Every record must come back unchanged, apart from the pictures, which are dropped.

Stored data entries
---+---

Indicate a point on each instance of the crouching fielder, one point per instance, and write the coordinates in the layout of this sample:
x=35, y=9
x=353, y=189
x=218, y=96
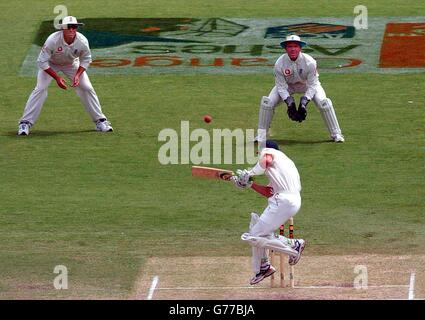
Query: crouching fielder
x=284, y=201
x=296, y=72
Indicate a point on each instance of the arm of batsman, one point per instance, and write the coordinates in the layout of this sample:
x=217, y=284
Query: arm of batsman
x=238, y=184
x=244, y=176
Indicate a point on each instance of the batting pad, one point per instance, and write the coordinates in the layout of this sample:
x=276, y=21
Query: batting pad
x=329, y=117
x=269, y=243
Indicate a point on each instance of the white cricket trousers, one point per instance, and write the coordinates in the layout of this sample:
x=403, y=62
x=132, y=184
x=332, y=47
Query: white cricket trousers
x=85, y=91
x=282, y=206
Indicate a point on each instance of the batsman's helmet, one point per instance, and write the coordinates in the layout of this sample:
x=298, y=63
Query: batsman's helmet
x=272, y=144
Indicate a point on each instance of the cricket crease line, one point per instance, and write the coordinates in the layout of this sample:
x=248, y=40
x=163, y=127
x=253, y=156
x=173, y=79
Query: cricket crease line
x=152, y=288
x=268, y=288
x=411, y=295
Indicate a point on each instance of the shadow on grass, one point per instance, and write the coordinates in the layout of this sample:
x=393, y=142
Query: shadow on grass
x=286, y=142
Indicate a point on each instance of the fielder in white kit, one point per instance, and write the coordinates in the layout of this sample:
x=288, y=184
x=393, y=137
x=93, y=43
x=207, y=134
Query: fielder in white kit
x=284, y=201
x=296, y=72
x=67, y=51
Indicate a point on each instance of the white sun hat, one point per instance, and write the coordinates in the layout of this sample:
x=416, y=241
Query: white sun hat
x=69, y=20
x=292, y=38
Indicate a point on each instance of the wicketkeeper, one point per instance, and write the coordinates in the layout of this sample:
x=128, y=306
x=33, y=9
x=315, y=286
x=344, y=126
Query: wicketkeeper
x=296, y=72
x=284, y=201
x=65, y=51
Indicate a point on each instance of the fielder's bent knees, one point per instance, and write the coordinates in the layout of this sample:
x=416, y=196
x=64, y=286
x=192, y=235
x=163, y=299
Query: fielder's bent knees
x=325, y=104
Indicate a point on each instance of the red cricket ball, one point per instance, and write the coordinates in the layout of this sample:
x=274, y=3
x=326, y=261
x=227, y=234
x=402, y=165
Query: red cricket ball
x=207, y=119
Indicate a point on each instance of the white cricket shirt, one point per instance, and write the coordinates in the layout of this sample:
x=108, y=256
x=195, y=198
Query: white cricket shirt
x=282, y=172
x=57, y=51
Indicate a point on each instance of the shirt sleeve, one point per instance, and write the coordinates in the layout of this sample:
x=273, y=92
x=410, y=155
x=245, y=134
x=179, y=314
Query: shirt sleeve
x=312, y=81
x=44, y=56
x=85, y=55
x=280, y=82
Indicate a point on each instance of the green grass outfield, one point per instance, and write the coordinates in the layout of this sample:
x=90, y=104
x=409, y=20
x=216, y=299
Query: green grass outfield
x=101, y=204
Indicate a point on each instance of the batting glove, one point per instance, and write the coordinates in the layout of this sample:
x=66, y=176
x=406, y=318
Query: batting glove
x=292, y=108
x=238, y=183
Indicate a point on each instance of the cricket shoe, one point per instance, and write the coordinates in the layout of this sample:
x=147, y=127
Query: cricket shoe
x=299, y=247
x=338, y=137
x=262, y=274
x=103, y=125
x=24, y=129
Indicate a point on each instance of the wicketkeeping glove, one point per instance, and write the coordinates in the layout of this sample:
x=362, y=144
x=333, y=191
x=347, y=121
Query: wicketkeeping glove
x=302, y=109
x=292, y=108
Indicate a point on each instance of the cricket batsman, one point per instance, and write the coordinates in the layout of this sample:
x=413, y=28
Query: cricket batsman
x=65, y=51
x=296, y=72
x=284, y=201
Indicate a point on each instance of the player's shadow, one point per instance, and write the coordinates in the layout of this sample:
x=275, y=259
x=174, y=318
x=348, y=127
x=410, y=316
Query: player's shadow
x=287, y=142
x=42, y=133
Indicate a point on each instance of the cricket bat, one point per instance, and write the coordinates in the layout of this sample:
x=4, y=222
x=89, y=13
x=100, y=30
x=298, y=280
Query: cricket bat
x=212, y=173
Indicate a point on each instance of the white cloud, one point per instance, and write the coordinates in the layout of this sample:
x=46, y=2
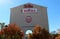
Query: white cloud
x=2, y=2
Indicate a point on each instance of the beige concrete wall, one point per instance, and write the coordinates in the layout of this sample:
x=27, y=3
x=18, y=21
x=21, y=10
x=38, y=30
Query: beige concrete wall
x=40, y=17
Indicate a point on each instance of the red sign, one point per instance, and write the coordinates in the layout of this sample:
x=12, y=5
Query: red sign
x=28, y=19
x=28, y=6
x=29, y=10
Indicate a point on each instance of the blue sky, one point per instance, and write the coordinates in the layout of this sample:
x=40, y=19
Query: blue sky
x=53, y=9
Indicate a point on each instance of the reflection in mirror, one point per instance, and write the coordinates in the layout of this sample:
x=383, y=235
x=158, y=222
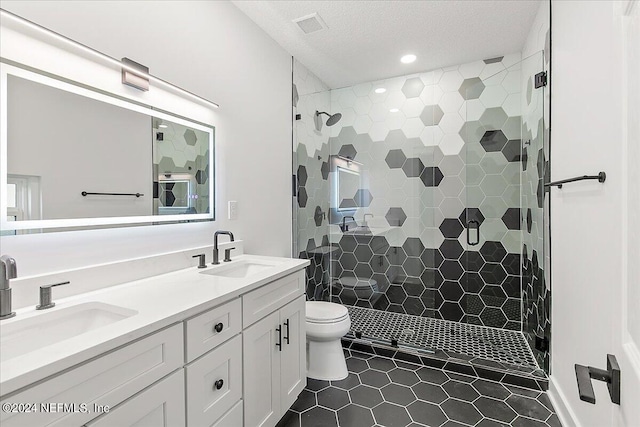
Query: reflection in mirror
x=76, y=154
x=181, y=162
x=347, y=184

---+---

→ RESPONSE TO THE TASK:
Indicate a point on each instance of the crouching fielder, one point per instance, and write the coordinates in the layout of this sample:
x=35, y=9
x=353, y=189
x=218, y=96
Query: crouching fielder
x=284, y=201
x=296, y=72
Indicate a point on each instance of the arm of batsman, one point per instance, and write the coordinates in the layout of this sample:
x=217, y=284
Query: arm of batsman
x=238, y=184
x=244, y=176
Indicate a point on each instance of the batting pad, one point per instance, and write the coordinates in the layout of this sample:
x=276, y=21
Query: batting pad
x=329, y=117
x=269, y=243
Indicate a point on each instance of the white cricket trousers, one point per instance, and write the coordinates in the layout of this sample:
x=403, y=62
x=132, y=184
x=332, y=47
Query: white cricket trousers
x=85, y=91
x=282, y=206
Indicate a point on each instance of the batsman's helmet, one point per instance, and write the coordinates in the layout of this sample:
x=298, y=63
Query: batsman's helmet
x=272, y=144
Indicate a point on each instance of the cricket crease line, one point per instance, and write the coordinates in the layout of this sample:
x=248, y=40
x=163, y=127
x=253, y=156
x=173, y=79
Query: cricket crease line
x=152, y=288
x=268, y=288
x=411, y=295
Indicate a point on each instance of the shadow on grass, one point per instance, and write the coordinates in the layout of this sample:
x=393, y=142
Query: shadow on grass
x=286, y=142
Indicate a point on each instance of the fielder in white kit, one point per instance, and write the coordinates in the layout of this sample:
x=288, y=184
x=393, y=137
x=93, y=43
x=207, y=134
Query: fielder in white kit
x=284, y=201
x=296, y=72
x=67, y=51
Indicate a point on each instance of the white sun hat, one point per instance, and write the coordinates in the layout of this sample:
x=416, y=241
Query: white sun hat
x=69, y=20
x=292, y=38
Indicate a point on each instance of the wicketkeeper, one point per instance, and write the coordinates in the layout of this sample:
x=128, y=306
x=33, y=9
x=315, y=286
x=344, y=126
Query: wicketkeeper
x=296, y=72
x=284, y=201
x=65, y=51
Indicate a point on each instance of the fielder's bent knees, one point per instance, and write the coordinates in the layout of this sample:
x=416, y=196
x=64, y=286
x=192, y=235
x=163, y=299
Query: fielder's bent knees
x=325, y=104
Indicate a point on each instance of the red cricket ball, one point per instance, and write the coordinates in the layout of this sample:
x=274, y=3
x=326, y=261
x=227, y=234
x=402, y=165
Query: red cricket ball
x=207, y=119
Indicate a point on each instance of the white cricket shirt, one point per instance, and write the coordinates in the layout of this sample:
x=108, y=256
x=195, y=198
Query: white cricket shirt
x=282, y=172
x=57, y=51
Indicate a point on each instance of the shirt sleeve, one point per instance, and write the coordinates in the layout of this sample:
x=273, y=92
x=410, y=155
x=245, y=134
x=179, y=314
Query: shirt sleeve
x=312, y=81
x=44, y=56
x=85, y=55
x=280, y=82
Indicate a point on each instance of the green grass outfield, one point per instance, and write the coordinates in the layout of this sample:
x=90, y=104
x=409, y=20
x=216, y=299
Query: green grass outfield
x=101, y=204
Indicate a point on each instance of the batting glove, one point per instance, and write the coordinates in the layout of this sample:
x=66, y=176
x=406, y=318
Query: batting glove
x=292, y=108
x=238, y=183
Indicate a point on each instance of the cricket shoe, one point per instance, and write the coordinates in the layout of this sample:
x=147, y=127
Query: cricket shoe
x=299, y=247
x=338, y=137
x=262, y=274
x=103, y=125
x=24, y=129
Indicate a point on each instance of the wicketkeeping glove, one point per instance, and write the coordinates in the layout of this sample:
x=362, y=144
x=333, y=191
x=347, y=121
Query: wicketkeeping glove
x=302, y=109
x=292, y=108
Indicate a point on each instance of the cricket batsman, one point per instance, and write the coordinates in the layout of this sample:
x=413, y=28
Query: cricket batsman
x=65, y=51
x=296, y=72
x=284, y=201
Indicate a point on each instance of the player's shadow, one point per instance, and write the coordinates in the layout of this sample:
x=275, y=259
x=174, y=318
x=348, y=127
x=410, y=316
Query: player's shadow
x=287, y=142
x=42, y=133
Indicate a point on each instance of the cricket bat, one point per instance, and write the coordinates in the layout of this sample:
x=4, y=222
x=89, y=13
x=100, y=30
x=298, y=280
Query: cricket bat
x=212, y=173
Indicate a point on each instance of the white cloud, one point per instance, and write the coordinates in the layout of this sample:
x=46, y=2
Query: white cloud
x=2, y=2
Indicate a point on each instance of the beige concrete wall, one point per instance, and write the coordinates in the layout of this sample:
x=27, y=3
x=18, y=21
x=21, y=10
x=38, y=30
Query: beige concrete wall
x=40, y=17
Indicate a point on each instance of the red sign, one point per instance, and write the coordinates in the layout of this sample:
x=12, y=5
Query: red sign
x=28, y=19
x=28, y=6
x=29, y=10
Indicate a point on each instance of the blue sky, one point per instance, and write the coordinates in the layout of this sample:
x=40, y=19
Query: blue sky
x=53, y=9
Indicate a point on each instance of the reflection in mirror, one point per instance, and write the coordinates in the layout of this sample:
x=383, y=235
x=158, y=222
Query: reflection in mirror
x=76, y=154
x=181, y=162
x=347, y=184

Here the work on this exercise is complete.